▸ **Passage for review**
········
Thrombus formation was available in 8 patients of the eculizumab group and in 3 patients in the control group.

&In the control group 17 patients were given an ACE inhibitor and nine an ARB.

§P<0.05 versus controls.

Results

From February 2020 to April 2020 we included 75 participants: ten eculizumab-treated patients and 65 controls. All of them received CPAP ventilator support from 24 hours or less and standard treatment including low-dose steroid, low-molecular-weight heparin and antimicrobial prophylaxis with cephtriaxone and azithromycin (which served also as prophylaxis for Neisseria Meningitis and Pneumococcus infection in eculizumab-treated patients). Most patients received also hydroxycholoroquine and/or antiviral therapy (darunavir and cobicistat combination). Tachypnea, hypoxia, hypocapnia, markedly decreased PaO2/FiO2 ratio and increased FiO2 were consistent with severe respiratory distress at inclusion (Table 1). Other detailed demographic, clinical and laboratory parameters are reported in Table 1 and Supplementary Methods (S1 Appendix).
········
▸ **Problems to solve**
- A) Translate this sentence from the eculizumab study excerpt into Spanish: "From February 2020 to April 2020 we included 75 participants: ten eculizumab-treated patients and 65 controls."
- B) Decide whether each statement agrees with the eculizumab study excerpt, answering yes or no and quoting the words that settle it. (i) Ten patients were treated with eculizumab. (ii) In the control group, nine patients were given an ACE inhibitor. (iii) The antimicrobial prophylaxis also served as prophylaxis for Pneumococcus infection in eculizumab-treated patients.
- C) Write the next few sentences of the eculizumab study excerpt, picking up after its final sentence.

Collection entries:
········
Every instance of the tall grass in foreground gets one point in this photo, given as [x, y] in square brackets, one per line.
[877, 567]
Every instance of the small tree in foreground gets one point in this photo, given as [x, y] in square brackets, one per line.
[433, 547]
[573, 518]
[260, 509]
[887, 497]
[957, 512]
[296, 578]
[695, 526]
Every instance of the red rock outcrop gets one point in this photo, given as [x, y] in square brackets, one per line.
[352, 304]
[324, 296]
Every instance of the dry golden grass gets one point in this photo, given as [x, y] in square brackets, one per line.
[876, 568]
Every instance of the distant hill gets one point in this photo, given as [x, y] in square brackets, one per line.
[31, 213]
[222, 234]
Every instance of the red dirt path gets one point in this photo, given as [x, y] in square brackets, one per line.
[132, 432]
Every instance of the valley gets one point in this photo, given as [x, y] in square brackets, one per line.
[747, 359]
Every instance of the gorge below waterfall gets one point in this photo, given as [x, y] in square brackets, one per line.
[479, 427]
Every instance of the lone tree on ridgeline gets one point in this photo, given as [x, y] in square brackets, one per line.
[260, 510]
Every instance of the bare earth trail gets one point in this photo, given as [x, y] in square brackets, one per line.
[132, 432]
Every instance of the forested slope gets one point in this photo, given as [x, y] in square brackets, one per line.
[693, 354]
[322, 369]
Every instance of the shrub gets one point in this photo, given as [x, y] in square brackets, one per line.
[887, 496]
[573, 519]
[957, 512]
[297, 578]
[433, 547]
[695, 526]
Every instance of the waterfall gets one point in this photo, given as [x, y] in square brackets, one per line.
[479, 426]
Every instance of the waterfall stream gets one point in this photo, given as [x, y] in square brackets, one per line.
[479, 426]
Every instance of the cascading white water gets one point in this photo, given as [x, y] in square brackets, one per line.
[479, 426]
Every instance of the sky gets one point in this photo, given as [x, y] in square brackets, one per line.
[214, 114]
········
▸ **List of answers**
- A) De febrero de 2020 a abril de 2020 incluimos a 75 participantes: diez pacientes tratados con eculizumab y 65 controles.

- B)
(i) Yes: "ten eculizumab-treated patients and 65 controls"
(ii) No: "In the control group 17 patients were given an ACE inhibitor and nine an ARB"
(iii) Yes: "which served also as prophylaxis for Neisseria Meningitis and Pneumococcus infection in eculizumab-treated patients"

- C)
Complement activity and ex vivo complement deposition and thrombogenesis

At baseline, sC5b-9 plasma levels were significantly higher in COVID-19 patients than in 10 contemporary healthy controls and even as compared to levels observed in historical patients with atypical HUS (Fig 1A). Sera from all the 14 analysed patients induced strong C5b-9 deposition (>149% of a control serum pool) on ADP-activated HMEC-1 (Fig 1B). Pre-exposure to sera from 11 patients induced massive thrombus formation on ADP-activated HMEC-1 flowed with normal heparinised whole blood added with mepacrine (S1 Fig). C5b-9 and thrombus deposition were significantly stronger than those induced by sera from healthy controls and similar to those induced by sera from historical patients with atypical HUS (Fig 1B and 1C).

Fig 1. Circulating complement profile and ex-vivo effect of serum on C5b-9 deposition and thrombus formation on HMEC-1 in COVID-19 patients.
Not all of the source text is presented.